** Start Data section **
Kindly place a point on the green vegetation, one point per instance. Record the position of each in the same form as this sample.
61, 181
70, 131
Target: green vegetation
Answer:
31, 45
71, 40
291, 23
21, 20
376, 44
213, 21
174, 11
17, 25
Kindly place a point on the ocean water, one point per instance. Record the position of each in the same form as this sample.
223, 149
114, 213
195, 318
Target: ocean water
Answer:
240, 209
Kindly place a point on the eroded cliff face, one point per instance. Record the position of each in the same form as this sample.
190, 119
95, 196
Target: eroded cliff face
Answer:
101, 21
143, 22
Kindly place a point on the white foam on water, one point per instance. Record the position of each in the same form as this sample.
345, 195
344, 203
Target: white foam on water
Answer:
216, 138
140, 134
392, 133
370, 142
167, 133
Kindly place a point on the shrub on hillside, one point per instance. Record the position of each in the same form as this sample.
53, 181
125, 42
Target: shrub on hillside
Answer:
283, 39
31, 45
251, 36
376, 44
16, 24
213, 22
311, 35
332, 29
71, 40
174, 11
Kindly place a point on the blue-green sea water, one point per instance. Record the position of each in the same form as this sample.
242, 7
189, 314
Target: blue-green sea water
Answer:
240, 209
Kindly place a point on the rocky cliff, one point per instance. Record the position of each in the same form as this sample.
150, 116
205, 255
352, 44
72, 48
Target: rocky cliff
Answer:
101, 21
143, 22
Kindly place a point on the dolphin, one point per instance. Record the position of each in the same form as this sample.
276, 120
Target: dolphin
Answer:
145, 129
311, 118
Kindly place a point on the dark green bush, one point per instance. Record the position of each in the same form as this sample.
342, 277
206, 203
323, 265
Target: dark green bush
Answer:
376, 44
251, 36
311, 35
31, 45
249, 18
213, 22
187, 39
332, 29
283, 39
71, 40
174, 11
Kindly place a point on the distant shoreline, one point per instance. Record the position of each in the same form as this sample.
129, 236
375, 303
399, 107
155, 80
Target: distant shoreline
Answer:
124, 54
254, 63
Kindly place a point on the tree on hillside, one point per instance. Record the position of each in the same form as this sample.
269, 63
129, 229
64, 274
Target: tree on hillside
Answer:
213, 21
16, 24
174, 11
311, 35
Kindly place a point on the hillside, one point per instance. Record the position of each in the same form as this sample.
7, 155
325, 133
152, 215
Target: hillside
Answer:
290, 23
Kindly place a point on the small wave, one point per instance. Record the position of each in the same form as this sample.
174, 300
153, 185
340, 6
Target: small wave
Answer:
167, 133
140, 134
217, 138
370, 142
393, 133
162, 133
** End Data section **
• [Exercise details]: Copy all of the records above word for word, changing nothing.

• [Written solution]:
Kindly place a point on the green vegetation, one point per instance. Record the position of each in the same form as this sample.
61, 181
70, 131
Target: green vegetation
Answer:
31, 45
71, 40
291, 23
21, 20
376, 44
213, 21
174, 11
17, 25
Kindly place a point on the ocean water, one point per instance. Record the position of each in the same form as this sample.
223, 149
114, 213
195, 318
Target: ocean water
Answer:
240, 209
Kindly place a point on the eroded cliff face, one point per instance. Record the position of each in the same form as this sample.
190, 119
95, 196
Target: eroded cliff face
Answer:
101, 21
143, 22
Kindly place a point on the white foam on water, one point per instance. Record the position of each in the same form as this sample.
345, 195
344, 203
Target: white foam on water
Answer:
216, 138
140, 134
392, 133
370, 142
167, 133
Kindly place a point on the shrub on hillside, one point per instance. Record the position of each in the same form as this sample.
53, 181
125, 42
Target: shrub on hillside
Answer:
283, 39
31, 45
251, 36
376, 44
16, 24
213, 22
311, 35
332, 29
71, 40
174, 11
Kindly place a point on the blue-green sea water, one point per instance. Record the position of each in the same form as this sample.
242, 7
189, 314
Target: blue-green sea water
Answer:
240, 209
Kindly place a point on the rocky cliff, one point per instance. Record the position of each in the same form as this sample.
150, 116
205, 255
352, 44
72, 48
Target: rocky cliff
Answer:
101, 21
143, 22
Kindly place a point on the dolphin, one point per instance. Record the position of each in the same form as this sample.
276, 120
Target: dolphin
Answer:
145, 129
311, 118
Kindly place a point on the dark green bush, one point per instance. Record the position of each in the same form as this sample.
342, 277
206, 203
323, 265
Target: dark green bush
Answer:
376, 44
251, 36
311, 35
31, 45
249, 18
213, 22
187, 39
332, 29
283, 39
71, 40
174, 11
Kindly place a point on the distant shoreline, one point per instance. Record the position of each in the same form as this sample.
129, 236
375, 303
399, 107
155, 80
Target: distant shoreline
Answer:
124, 54
254, 63
Kindly place a point on the tree on hillside, one point per instance. Record the position of each in the same form as this sample.
269, 63
129, 229
64, 274
Target: tree on hillside
Answer:
213, 21
16, 24
174, 11
311, 35
Kindly place a point on the hillside, one point per instance. Record the position of each in the same form as this sample.
7, 155
325, 133
152, 215
Target: hillside
Answer:
290, 23
Kindly place a point on the small wave, one point per instance. Record the position of each in the same form as this sample.
174, 300
153, 185
340, 6
Target: small wave
Answer:
167, 133
140, 134
217, 138
370, 142
393, 133
162, 133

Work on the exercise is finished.